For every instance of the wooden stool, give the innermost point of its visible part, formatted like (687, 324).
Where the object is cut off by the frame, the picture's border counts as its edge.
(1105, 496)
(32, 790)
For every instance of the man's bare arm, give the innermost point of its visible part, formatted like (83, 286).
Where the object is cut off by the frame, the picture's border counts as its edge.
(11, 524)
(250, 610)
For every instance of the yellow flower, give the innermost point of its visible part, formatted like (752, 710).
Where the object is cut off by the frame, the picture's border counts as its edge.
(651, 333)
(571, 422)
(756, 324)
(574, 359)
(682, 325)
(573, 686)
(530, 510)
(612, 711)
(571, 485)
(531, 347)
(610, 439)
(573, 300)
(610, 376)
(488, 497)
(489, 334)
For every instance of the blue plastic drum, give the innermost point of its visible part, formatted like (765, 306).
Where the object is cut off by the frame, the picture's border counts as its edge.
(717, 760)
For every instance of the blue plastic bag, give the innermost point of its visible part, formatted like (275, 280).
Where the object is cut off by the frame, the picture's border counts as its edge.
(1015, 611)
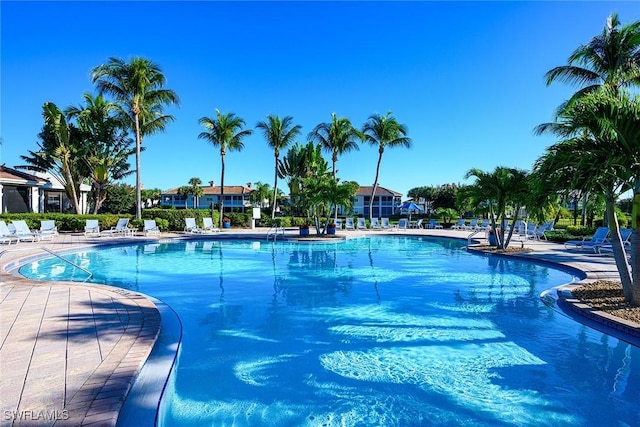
* * *
:: Work required ::
Set down every one of the entries above word for word, leaving out the picture.

:: Exercise output ::
For every instance of the wooden stool, give the innermost point of its visible part, formatted like (687, 324).
Where the object is cut off by the frame, the picture's border counts as its edge.
(1105, 496)
(32, 790)
For every instance of the man's bare arm, give the innermost point of its visible part, formatted like (83, 286).
Where the object is cut off by the frame, the picture's border counts as its edge.
(11, 524)
(250, 610)
For every instance of the yellow flower, give the innermost point of its visible part, formatted like (752, 710).
Where the object is cut off by the frame, the picture's border counts as its edge.
(651, 333)
(571, 422)
(756, 324)
(574, 359)
(682, 325)
(573, 686)
(530, 510)
(612, 711)
(571, 485)
(531, 347)
(610, 439)
(573, 300)
(610, 376)
(488, 497)
(489, 334)
For every instance of the blue plastic drum, give the innermost point of its visible part, formatted like (765, 306).
Where the object is cut off by the frame, the picture's border counts as its edge.
(717, 760)
For every instance of the blue plastic bag, give the innermost point of its visible part, formatted like (275, 280).
Where the object is cut off by the frame, the picture's border counts as its edge.
(1015, 611)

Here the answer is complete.